- DATA PROVIDED -
-- START --

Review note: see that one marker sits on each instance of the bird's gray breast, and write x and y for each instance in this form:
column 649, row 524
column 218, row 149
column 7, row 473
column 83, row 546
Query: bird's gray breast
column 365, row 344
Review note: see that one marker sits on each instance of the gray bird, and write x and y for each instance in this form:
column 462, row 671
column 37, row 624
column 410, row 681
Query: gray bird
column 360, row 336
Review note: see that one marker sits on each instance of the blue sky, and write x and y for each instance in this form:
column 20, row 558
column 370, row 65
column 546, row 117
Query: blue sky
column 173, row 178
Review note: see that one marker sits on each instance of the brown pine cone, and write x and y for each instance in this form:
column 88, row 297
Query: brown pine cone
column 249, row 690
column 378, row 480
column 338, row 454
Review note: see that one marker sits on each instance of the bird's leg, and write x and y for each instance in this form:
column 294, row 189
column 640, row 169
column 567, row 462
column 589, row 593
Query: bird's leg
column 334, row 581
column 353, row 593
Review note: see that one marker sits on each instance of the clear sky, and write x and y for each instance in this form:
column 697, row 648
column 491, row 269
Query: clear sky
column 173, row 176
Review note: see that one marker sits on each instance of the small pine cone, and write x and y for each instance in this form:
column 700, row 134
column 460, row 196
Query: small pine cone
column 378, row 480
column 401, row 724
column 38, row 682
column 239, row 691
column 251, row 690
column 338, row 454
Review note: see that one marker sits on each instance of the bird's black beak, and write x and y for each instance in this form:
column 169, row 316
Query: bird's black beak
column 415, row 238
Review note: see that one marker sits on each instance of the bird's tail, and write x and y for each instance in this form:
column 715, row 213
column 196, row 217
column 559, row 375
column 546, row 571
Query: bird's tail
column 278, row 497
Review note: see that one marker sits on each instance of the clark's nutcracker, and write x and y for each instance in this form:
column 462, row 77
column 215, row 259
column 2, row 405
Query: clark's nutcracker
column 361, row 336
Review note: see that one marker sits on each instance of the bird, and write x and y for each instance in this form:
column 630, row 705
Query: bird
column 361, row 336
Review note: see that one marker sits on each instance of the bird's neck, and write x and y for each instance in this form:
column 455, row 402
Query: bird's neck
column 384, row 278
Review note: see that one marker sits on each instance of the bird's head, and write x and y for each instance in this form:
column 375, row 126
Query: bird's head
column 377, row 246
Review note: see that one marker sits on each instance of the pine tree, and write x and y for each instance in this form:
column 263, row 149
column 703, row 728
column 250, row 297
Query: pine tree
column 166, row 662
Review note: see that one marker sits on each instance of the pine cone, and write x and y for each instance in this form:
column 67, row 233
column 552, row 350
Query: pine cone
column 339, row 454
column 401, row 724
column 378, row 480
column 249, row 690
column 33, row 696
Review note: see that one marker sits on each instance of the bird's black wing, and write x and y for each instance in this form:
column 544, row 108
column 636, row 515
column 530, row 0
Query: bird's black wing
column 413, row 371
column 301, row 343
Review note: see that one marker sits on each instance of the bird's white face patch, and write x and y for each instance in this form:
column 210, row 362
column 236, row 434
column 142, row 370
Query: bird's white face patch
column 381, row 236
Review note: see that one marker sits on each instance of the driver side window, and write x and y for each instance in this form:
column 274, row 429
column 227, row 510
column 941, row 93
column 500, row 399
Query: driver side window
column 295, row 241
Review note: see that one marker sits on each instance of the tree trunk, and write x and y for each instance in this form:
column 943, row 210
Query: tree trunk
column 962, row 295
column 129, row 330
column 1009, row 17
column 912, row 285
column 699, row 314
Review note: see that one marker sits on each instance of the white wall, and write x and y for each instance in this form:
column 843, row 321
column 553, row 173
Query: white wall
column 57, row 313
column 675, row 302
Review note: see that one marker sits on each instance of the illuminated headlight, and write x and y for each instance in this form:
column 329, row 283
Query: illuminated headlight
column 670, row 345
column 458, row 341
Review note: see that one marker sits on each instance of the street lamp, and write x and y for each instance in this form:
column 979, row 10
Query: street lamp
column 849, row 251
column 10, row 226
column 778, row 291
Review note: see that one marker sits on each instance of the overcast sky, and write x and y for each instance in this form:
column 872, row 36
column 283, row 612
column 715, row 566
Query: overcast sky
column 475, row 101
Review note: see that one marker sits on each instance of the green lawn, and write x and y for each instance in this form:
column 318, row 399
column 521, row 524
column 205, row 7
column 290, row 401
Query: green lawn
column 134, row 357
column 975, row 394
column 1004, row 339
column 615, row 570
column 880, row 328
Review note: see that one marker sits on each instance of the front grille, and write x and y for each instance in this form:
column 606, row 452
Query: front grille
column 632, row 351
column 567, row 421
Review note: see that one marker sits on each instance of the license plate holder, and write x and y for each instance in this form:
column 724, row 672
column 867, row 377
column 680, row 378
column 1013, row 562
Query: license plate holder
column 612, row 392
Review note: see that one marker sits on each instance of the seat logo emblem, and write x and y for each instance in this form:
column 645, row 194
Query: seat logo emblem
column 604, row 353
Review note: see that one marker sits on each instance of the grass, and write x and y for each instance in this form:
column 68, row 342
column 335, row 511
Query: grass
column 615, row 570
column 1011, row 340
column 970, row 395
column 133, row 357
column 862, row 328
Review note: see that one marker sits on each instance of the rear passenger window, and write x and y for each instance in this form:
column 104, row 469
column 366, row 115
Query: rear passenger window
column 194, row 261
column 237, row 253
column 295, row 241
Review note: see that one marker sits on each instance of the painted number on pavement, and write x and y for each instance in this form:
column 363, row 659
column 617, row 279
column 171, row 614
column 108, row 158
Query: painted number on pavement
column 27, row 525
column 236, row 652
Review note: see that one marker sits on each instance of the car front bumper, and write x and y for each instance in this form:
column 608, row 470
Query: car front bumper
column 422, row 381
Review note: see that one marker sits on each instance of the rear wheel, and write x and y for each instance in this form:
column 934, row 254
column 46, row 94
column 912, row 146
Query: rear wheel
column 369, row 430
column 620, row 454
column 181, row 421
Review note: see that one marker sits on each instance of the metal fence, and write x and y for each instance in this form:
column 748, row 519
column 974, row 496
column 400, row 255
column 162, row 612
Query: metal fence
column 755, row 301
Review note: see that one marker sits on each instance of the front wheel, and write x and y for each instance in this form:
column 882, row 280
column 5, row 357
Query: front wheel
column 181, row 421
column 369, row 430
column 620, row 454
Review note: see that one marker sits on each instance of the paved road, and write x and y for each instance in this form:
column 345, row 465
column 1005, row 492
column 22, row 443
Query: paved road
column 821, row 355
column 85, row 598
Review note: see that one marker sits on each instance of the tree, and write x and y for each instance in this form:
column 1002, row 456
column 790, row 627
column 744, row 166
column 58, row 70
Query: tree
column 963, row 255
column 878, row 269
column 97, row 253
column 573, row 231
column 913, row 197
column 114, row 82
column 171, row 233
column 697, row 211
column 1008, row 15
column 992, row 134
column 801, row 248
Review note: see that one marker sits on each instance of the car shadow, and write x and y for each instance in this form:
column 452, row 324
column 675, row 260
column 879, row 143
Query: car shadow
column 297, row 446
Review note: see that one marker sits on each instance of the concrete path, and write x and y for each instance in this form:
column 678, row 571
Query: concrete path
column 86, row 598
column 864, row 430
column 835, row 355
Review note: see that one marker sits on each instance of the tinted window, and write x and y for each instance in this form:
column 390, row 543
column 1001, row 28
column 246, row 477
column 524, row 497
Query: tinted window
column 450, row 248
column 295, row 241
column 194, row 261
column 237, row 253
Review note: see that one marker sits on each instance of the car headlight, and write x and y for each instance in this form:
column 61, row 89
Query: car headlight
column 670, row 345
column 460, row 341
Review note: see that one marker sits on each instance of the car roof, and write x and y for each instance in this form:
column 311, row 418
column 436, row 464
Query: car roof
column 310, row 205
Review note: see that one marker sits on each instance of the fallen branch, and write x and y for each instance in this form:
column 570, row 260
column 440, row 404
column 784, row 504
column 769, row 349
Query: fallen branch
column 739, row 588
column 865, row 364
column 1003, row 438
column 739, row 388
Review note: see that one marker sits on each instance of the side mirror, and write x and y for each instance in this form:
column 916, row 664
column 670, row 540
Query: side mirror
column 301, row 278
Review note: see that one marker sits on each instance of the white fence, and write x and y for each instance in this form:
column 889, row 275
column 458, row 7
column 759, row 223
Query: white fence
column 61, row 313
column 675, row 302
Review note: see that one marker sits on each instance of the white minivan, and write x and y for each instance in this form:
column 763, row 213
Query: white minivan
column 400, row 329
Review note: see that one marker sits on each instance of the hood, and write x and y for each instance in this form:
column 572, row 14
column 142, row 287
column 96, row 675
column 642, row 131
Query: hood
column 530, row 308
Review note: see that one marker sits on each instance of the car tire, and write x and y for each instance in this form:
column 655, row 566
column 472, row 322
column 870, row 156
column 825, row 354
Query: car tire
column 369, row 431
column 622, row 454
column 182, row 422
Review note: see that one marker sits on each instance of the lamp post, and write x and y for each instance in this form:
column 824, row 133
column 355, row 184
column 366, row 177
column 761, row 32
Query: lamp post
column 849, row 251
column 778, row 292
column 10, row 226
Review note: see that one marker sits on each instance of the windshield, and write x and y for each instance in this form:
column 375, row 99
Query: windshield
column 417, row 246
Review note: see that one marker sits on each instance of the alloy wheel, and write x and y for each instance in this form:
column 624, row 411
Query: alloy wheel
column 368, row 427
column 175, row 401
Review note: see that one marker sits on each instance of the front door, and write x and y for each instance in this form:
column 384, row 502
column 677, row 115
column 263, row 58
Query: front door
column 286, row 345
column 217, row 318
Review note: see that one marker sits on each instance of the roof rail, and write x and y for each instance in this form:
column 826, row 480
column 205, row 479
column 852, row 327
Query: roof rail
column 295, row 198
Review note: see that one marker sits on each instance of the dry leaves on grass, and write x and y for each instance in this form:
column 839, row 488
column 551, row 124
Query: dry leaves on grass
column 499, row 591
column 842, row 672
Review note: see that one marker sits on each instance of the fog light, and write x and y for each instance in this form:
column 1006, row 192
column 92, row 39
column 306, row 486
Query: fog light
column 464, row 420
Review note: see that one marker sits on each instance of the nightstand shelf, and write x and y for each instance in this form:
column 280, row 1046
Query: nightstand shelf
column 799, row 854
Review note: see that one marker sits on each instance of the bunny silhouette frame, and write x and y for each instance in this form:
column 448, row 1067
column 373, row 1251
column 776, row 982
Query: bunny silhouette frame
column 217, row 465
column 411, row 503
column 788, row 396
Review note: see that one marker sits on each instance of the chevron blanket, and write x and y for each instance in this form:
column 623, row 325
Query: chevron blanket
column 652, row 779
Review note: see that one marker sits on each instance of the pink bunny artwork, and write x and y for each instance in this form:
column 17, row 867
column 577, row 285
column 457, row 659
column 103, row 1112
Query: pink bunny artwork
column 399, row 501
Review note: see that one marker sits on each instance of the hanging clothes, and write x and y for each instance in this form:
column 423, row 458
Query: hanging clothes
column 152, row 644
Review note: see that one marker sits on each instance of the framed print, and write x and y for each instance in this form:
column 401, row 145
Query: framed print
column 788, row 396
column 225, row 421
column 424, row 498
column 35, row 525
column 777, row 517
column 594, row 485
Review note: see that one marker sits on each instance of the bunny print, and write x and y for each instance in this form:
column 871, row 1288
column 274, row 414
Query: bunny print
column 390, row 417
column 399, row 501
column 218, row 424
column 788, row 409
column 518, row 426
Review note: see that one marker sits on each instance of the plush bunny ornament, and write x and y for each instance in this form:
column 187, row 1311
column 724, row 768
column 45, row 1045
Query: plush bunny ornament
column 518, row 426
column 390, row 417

-- END --

- EXERCISE OBJECTIVE -
Please pull out the item lines starting at the line containing "bird's leg, and" and ending at the line containing "column 353, row 593", including both of those lines. Reproduce them word for word and in their original order.

- RESPONSE -
Review note: see that one marker sits on each instance of the bird's leg, and write x and y for each instance in this form:
column 294, row 189
column 640, row 169
column 567, row 462
column 589, row 593
Query: bird's leg
column 334, row 581
column 353, row 593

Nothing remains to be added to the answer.